Gegeven taak 1 =>
Beantwoord deze vragen over de uitspraak over de pluimveerechten:
(a) Op welke datum heeft het College het beroepschrift ontvangen?
(b) Wanneer is het verweerschrift ingediend?
(c) Door wie werd appellant tijdens het onderzoek ter zitting bijgestaan?
Gegeven taak 2 =>
Geef alstublieft het vervolg van de uitspraak over de pluimveerechten, te beginnen na de laatste zin die getoond wordt.

Geciteerde tekst =>
<<<<

Uitspraak
College van Beroep voor het bedrijfsleven
(vijfde enkelvoudige kamer)
No. AWB 02/506 30 januari 2003
16010 Meststoffenwet
Registratie referentie hoeveelheid
Uitspraak in de zaak van:
A, te B, appellant,
tegen
de Minister van Landbouw, Natuurbeheer en Visserij, verweerder,
gemachtigden: mr. M. Haan en mr. S.C. Vissering, werkzaam bij Bureau Heffingen.
1. De procedure
Op 22 maart 2002 heeft het College van appellante een beroepschrift ontvangen, waarbij beroep wordt ingesteld tegen een besluit van verweerder van 14 februari 2002. Bij dit besluit heeft verweerder beslist op het bezwaar van appellant tegen de mededelingen en beslissingen van verweerder inzake de pluimveerechten van het bedrijf van appellant.
Op 1 mei 2002 is een verweerschrift ingediend.
Desverzocht heeft verweerder bij brief van 1 november 2002 nog enkele stukken in het geding gebracht.
Op 19 december 2002 heeft het onderzoek ter zitting plaatsgevonden, waarbij appellant, bijgestaan door A.C. Bijl, medewerker van DLV Adviesgroep nv, en verweerder, vertegenwoordigd door zijn gemachtigden, hun standpunten nader hebben toegelicht.

>>>>

Gegeven rijen =>
<<<<

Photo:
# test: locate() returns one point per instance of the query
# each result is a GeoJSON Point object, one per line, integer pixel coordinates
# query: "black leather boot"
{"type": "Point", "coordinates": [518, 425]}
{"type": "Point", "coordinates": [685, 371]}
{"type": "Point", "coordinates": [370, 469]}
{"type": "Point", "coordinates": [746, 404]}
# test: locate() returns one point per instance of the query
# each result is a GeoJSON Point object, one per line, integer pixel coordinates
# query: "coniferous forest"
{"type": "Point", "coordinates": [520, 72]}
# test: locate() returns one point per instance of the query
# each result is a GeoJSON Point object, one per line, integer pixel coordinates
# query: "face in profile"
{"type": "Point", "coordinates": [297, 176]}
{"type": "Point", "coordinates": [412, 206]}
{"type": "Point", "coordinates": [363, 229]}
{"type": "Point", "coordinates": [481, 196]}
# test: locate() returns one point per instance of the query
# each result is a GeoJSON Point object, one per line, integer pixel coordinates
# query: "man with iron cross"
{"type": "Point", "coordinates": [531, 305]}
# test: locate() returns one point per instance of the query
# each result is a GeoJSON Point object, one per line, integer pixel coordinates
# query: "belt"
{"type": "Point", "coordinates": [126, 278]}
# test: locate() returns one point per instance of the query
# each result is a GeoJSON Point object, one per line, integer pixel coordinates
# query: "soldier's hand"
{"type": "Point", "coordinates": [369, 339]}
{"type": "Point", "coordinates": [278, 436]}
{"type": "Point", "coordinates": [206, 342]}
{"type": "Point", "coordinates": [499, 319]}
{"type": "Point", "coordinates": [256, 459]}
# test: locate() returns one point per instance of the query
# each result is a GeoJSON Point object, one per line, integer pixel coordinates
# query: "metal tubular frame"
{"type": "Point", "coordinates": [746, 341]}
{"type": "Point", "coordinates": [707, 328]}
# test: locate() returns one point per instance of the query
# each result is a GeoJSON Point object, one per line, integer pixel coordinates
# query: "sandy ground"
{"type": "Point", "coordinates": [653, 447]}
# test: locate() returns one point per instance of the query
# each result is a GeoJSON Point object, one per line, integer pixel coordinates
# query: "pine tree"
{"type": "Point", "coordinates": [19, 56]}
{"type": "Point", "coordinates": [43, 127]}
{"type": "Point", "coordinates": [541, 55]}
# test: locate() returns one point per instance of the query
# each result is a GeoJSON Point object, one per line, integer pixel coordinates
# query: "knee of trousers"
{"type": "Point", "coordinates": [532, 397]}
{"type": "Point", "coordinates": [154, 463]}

>>>>

Uitvoer taak 1 =>
(a) Op 22 maart 2002.
(b) Op 1 mei 2002.
(c) Door A.C. Bijl, medewerker van DLV Adviesgroep nv.

Uitvoer taak 2 =>
2. De grondslag van het geschil
2.1 Regelgeving.
Verweerder heeft de Tweede Kamer bij brief van 6 november 1998 (kamerstukken II, 1998-1999, 26 280, nr. 1) te kennen gegeven dat het kabinet, gezien de ontwikkelingen in de pluimveesector, het onvermijdelijk acht de groei van deze sector een halt toe te roepen, dat ter verwezenlijking van dit doel een stelsel van pluimveerechten in het leven zal worden geroepen en dat bevriezing van de omvang van de pluimveestapel een noodzakelijke randvoorwaarde is in het proces van herstructurering van de pluimveesector. In de bijlage bij deze brief is onder meer aangegeven dat bij de bepaling van de hoogte van het pluimveerecht rekening wordt gehouden met onomkeerbare investeringsverplichtingen die zijn aangegaan met het oog op uitbreiding of omschakeling binnen het mestproductierecht dat reeds op een bedrijf rust.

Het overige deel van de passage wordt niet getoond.